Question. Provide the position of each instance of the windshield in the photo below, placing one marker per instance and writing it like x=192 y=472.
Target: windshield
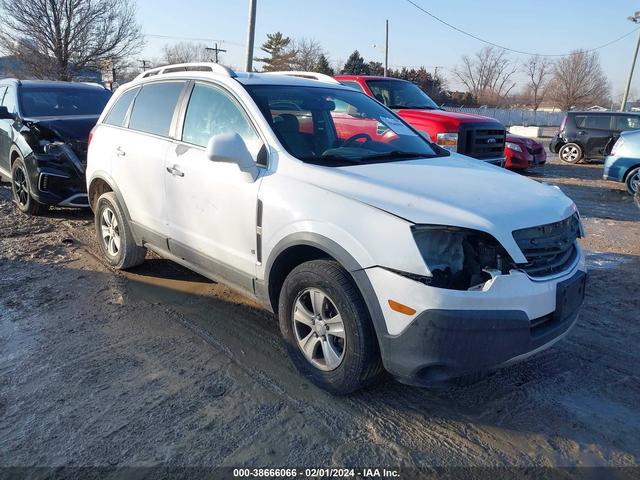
x=334 y=127
x=61 y=101
x=400 y=94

• **What you should do**
Present every line of the items above as a Markdown table with the columns Row and Text, numbering the rows and skipping blank lines. Leave the pictures out.

• **Answer for this exercise**
| Row | Text |
|---|---|
| 1 | Question. Provide the position of each instance of the windshield in the photo below, placing one marker per instance and writing it like x=192 y=472. |
| 2 | Target: windshield |
| 3 | x=334 y=127 |
| 4 | x=61 y=101 |
| 5 | x=400 y=94 |